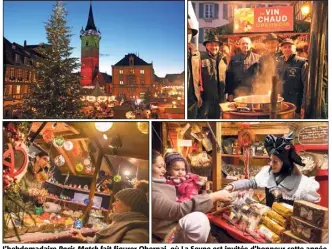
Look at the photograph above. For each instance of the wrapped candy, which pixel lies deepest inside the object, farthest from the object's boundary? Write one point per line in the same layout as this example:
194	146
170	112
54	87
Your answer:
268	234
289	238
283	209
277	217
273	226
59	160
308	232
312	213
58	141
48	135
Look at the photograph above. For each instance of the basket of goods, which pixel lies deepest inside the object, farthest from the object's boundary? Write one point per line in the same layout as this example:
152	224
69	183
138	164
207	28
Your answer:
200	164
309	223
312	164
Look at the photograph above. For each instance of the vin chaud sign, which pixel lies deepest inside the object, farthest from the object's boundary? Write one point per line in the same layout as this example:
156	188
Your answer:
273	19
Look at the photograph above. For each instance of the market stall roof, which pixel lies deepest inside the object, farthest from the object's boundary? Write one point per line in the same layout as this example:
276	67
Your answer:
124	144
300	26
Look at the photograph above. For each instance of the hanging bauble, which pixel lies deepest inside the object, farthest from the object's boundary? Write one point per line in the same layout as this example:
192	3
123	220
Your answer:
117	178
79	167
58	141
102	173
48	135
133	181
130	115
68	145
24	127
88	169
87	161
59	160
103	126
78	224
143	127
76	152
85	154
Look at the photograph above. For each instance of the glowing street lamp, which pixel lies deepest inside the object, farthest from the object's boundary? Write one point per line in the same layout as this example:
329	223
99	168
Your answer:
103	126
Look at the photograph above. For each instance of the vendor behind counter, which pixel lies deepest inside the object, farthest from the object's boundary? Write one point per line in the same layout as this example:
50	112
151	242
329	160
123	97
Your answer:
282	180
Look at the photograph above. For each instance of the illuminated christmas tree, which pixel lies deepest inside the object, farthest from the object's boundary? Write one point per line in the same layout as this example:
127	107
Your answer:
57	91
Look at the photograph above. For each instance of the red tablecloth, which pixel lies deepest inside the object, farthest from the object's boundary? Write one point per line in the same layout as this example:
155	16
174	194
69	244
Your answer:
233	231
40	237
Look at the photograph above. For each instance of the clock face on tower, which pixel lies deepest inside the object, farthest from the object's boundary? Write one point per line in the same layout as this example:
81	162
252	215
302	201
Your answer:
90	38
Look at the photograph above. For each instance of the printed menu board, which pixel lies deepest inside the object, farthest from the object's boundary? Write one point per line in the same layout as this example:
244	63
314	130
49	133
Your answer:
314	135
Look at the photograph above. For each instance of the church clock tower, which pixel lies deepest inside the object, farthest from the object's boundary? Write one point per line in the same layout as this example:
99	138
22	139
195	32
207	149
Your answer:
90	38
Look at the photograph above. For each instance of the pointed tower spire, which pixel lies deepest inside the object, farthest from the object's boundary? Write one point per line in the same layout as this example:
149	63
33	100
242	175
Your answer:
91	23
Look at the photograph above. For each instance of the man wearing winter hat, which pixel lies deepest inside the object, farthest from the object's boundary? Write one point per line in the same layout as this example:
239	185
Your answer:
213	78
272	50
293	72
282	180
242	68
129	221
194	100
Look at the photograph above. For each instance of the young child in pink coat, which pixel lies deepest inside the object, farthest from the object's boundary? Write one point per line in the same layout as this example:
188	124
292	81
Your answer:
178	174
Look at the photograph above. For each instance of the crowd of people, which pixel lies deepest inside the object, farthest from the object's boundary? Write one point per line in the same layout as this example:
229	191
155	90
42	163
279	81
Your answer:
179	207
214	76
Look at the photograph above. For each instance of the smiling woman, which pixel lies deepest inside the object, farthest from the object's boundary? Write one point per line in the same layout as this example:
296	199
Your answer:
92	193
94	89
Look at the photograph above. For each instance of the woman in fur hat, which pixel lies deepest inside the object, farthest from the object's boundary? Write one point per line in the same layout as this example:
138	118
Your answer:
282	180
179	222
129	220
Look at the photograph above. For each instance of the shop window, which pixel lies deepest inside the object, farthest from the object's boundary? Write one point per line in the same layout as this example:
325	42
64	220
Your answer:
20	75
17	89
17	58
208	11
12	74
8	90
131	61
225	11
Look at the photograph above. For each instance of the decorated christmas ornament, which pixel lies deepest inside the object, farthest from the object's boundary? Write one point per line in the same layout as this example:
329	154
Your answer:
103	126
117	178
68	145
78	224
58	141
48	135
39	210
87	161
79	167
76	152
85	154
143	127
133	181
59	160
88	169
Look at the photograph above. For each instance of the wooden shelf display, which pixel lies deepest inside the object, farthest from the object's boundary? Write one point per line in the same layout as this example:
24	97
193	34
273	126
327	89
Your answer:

- [EXERCISE INSTRUCTIONS] On how many lines of the listing does the string "christmas" occur? Give the number by itself.

- [TASK OUTPUT] 2